= Exercise brief =
In the items from the line containing "Where can the shoreline" through the line containing "x=766, y=471", change "shoreline" to "waterline" and leave everything else as it is. Give back only those lines.

= Entries provided =
• • • •

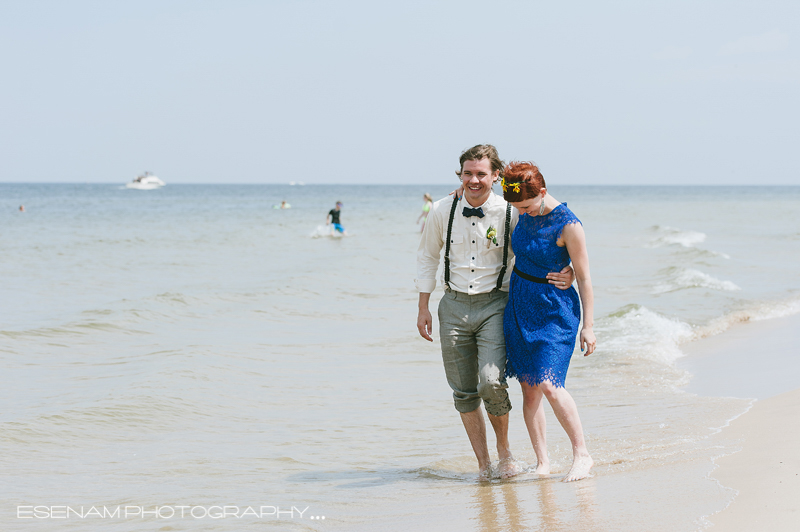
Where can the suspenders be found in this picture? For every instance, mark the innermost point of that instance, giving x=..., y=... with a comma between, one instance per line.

• • • •

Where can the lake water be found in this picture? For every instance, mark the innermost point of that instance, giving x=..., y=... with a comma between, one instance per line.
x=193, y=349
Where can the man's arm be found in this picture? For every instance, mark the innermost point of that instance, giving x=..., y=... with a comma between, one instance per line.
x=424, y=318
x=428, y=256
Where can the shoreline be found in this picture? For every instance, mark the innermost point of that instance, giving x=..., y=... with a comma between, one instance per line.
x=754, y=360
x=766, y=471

• • • •

= Response to this exercise =
Where can the waterline be found in this picture? For every instance, mark the innermost point of that instance, giving x=..., y=... with a comma between, one instance per line.
x=754, y=360
x=766, y=471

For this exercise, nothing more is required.